Your task is to restate the data word for word.

* * *

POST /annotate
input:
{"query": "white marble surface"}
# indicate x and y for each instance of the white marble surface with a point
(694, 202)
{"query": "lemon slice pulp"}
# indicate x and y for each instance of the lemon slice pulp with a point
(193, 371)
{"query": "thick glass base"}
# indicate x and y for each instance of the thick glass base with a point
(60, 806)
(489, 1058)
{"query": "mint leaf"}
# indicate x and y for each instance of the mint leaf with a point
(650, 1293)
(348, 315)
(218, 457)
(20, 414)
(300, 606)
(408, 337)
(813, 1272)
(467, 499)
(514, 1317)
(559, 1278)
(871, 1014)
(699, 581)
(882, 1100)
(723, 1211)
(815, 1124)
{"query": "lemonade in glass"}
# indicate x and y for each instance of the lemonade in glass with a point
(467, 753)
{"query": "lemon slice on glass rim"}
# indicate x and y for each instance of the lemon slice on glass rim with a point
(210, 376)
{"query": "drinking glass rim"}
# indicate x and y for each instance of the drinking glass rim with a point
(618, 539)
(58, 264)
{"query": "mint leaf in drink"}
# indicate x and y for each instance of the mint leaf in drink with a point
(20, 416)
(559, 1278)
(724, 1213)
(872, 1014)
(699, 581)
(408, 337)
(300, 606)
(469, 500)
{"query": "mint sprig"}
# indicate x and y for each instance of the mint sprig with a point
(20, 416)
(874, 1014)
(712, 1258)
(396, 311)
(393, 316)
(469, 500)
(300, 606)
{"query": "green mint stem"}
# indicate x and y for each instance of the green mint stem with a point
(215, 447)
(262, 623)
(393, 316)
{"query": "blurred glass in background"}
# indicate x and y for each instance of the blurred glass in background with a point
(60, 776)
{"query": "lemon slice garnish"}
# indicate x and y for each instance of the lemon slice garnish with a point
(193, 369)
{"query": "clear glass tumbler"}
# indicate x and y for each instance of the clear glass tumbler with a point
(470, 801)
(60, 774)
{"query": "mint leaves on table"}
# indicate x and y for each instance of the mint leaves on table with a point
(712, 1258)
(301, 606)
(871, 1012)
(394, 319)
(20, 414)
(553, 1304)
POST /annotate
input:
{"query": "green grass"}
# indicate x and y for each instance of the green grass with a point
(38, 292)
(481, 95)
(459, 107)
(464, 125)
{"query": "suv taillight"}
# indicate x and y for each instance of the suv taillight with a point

* * *

→ Response box:
POST /annotate
input:
{"query": "white marble surface"}
# indicate x and y for each instance of the white marble surface with a point
(694, 202)
{"query": "lemon slice pulp"}
# indicate x and y for each instance of the lemon slice pulp with a point
(193, 371)
{"query": "thick glass base"}
# indicate x and y for each instance of the thick glass base with a point
(60, 806)
(489, 1058)
{"query": "mint leaf"}
# indicate x and y for each instance of the mint leaf with a point
(650, 1293)
(348, 315)
(218, 457)
(20, 414)
(300, 606)
(408, 337)
(813, 1272)
(467, 499)
(514, 1317)
(559, 1278)
(871, 1014)
(699, 581)
(882, 1100)
(723, 1211)
(815, 1124)
{"query": "lemonade in glass"}
# indicate x and y for each instance of the lemonade in glass with a point
(467, 753)
{"query": "lemon slice on glass rim"}
# indicate x and y for each instance of the lemon slice on glass rim with a point
(210, 376)
{"query": "drinking glass rim"}
# indicate x and y for each instance of the drinking glass rim with a point
(618, 539)
(58, 264)
{"query": "mint leaf in drink"}
# indicate x and y for each instance of the mint leaf in drink with a point
(20, 416)
(559, 1278)
(724, 1213)
(872, 1014)
(699, 581)
(408, 337)
(300, 606)
(469, 500)
{"query": "mint sprig"}
# indicate x and y for each instance of the mint sprig with a point
(20, 416)
(874, 1014)
(712, 1258)
(396, 311)
(393, 316)
(469, 500)
(300, 606)
{"query": "green mint stem"}
# indicate x and y for each instance of the green mint stem with a point
(215, 447)
(262, 623)
(393, 316)
{"query": "blurred glass in background"}
# indicate x and y for each instance of the blurred glass in background with a point
(60, 776)
{"query": "lemon slice garnish"}
# indicate x and y for each instance of the lemon slice garnish with a point
(193, 369)
{"query": "clear glass tumbler"}
# indicate x and y for each instance of the clear glass tumbler with a point
(470, 801)
(60, 774)
{"query": "mint leaves on table"}
# indicate x and y for each instance of the mint leaves on table with a point
(712, 1258)
(301, 606)
(871, 1012)
(394, 319)
(20, 414)
(553, 1304)
POST /annotate
input:
{"query": "green grass"}
# indicate x and y for each instance of the green grass with a point
(38, 292)
(481, 95)
(459, 107)
(464, 125)
{"query": "suv taillight"}
# indicate x and y for each instance of the suv taillight with a point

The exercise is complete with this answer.